Natural language region descriptions:

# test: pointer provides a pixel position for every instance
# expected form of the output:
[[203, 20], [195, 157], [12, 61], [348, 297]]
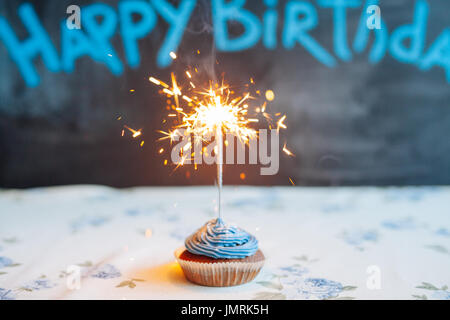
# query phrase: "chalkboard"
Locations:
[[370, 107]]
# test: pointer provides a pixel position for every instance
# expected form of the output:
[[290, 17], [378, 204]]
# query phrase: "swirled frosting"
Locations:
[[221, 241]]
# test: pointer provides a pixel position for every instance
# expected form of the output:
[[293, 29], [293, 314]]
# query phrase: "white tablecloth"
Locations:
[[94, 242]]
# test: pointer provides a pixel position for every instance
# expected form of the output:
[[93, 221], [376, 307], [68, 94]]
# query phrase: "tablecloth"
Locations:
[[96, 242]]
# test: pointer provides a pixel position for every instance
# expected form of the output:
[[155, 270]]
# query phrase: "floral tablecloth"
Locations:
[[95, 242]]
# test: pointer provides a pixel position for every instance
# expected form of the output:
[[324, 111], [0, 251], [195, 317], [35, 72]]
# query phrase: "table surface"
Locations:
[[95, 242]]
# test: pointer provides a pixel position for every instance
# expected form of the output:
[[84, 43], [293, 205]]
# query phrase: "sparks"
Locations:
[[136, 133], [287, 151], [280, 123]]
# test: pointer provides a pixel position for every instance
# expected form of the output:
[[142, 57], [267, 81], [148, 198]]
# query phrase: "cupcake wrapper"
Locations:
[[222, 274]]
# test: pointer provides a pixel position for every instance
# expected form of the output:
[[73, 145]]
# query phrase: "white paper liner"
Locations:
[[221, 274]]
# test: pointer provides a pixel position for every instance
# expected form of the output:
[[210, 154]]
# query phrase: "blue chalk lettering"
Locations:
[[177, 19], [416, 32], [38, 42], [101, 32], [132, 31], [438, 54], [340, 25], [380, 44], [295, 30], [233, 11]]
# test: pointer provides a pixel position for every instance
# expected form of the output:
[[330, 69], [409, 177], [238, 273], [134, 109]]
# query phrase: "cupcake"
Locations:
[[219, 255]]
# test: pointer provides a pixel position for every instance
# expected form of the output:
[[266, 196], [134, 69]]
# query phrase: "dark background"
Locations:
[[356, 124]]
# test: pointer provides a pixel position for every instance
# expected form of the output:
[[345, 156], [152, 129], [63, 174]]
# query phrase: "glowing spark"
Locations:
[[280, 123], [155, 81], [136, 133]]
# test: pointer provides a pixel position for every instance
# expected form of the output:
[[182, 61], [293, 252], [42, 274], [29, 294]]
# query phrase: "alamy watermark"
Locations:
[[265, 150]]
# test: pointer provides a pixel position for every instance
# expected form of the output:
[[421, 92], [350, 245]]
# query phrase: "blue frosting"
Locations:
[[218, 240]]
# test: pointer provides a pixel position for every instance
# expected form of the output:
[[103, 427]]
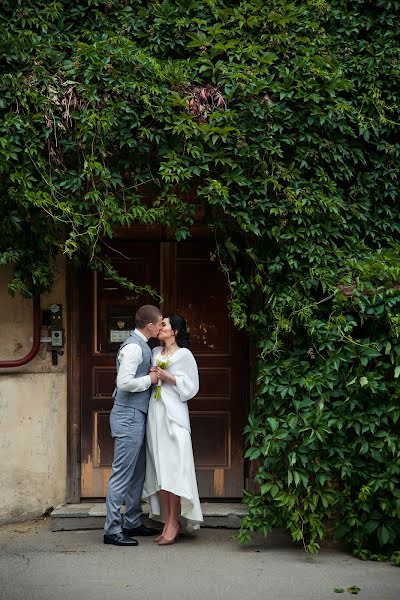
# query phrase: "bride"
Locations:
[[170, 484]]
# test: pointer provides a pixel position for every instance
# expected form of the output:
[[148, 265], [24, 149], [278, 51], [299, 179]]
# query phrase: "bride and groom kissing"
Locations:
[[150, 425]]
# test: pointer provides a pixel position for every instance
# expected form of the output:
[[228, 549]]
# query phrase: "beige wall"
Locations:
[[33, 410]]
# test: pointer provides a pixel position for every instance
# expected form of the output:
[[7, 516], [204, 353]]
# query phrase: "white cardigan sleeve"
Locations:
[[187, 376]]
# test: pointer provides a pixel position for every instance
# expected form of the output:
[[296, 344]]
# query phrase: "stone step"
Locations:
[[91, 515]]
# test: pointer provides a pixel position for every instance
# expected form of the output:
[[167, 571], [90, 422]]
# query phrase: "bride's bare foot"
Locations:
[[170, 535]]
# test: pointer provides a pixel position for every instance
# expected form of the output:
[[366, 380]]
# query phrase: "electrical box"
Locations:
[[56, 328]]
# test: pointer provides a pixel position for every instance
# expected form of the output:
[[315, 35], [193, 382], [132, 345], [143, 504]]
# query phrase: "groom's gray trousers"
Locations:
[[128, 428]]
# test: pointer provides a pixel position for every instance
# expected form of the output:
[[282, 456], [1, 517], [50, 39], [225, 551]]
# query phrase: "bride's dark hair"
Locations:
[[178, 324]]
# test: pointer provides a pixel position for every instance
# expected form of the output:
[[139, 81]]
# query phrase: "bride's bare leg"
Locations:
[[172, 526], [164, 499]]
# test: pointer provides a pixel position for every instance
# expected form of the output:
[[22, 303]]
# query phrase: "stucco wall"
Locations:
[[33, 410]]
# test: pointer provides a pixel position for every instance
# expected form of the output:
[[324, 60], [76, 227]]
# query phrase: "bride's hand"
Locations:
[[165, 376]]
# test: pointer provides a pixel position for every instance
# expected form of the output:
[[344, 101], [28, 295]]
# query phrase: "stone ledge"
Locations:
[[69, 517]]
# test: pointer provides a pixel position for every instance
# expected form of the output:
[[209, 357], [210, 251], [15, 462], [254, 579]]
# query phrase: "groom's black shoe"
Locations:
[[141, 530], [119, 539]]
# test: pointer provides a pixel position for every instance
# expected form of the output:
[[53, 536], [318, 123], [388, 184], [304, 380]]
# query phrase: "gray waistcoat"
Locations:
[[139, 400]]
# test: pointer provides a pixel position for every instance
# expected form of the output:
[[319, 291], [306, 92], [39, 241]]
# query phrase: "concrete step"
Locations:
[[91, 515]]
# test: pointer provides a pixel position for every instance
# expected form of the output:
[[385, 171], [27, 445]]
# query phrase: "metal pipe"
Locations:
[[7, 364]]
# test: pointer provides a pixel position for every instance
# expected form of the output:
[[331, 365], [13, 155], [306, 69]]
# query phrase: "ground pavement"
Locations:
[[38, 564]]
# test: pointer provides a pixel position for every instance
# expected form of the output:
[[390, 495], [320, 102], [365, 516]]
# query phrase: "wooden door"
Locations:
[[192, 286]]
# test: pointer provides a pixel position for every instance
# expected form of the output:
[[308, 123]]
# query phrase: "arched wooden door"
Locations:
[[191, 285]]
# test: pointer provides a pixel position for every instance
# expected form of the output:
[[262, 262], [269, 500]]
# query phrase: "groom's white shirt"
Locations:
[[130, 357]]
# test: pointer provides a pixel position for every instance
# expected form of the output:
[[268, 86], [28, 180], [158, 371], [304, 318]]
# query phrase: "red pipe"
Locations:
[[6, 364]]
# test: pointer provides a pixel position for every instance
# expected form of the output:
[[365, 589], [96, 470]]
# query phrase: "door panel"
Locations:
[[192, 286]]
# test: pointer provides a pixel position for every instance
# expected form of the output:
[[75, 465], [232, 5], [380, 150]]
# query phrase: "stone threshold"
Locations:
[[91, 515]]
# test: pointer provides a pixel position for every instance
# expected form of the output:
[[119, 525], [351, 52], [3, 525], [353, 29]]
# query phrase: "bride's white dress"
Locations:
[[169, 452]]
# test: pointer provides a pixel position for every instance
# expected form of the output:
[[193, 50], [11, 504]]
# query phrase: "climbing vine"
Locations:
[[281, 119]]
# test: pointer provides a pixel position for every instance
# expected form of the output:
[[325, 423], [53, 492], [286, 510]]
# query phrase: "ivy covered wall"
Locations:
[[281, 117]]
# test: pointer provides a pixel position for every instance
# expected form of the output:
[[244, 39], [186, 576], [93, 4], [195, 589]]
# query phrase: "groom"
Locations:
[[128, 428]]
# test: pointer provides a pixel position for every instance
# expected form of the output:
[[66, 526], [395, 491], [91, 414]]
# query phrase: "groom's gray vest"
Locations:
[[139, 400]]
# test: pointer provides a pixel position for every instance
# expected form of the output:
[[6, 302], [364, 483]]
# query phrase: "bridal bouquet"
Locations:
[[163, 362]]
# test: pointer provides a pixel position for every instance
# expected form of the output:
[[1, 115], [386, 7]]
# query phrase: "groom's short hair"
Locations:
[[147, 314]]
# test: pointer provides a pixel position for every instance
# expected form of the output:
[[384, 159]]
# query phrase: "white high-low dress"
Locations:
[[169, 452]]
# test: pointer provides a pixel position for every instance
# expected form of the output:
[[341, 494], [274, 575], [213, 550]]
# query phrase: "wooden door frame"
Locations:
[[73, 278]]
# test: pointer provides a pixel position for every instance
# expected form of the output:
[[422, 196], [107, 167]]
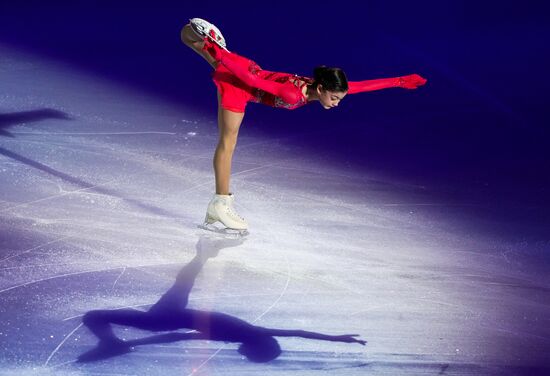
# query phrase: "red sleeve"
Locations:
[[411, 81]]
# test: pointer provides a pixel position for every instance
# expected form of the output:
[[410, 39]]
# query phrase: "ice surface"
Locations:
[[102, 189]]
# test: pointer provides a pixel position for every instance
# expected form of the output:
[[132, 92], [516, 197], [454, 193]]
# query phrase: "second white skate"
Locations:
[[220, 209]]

• [TRY IT]: Only the lines from the first line of the data above through the line with "[[290, 17], [378, 204]]" should appear in the answer, retyped exactly, with every picture left out.

• [FINISHED EXERCISE]:
# test: pointer provides a pixel position for every instance
# expected form of the output:
[[203, 20], [195, 157], [12, 61], [348, 297]]
# query phrase: "chalkboard"
Locations:
[[370, 107]]
# test: pointer provides a pixel position for every instance
# expected form of the output:
[[290, 17], [378, 204]]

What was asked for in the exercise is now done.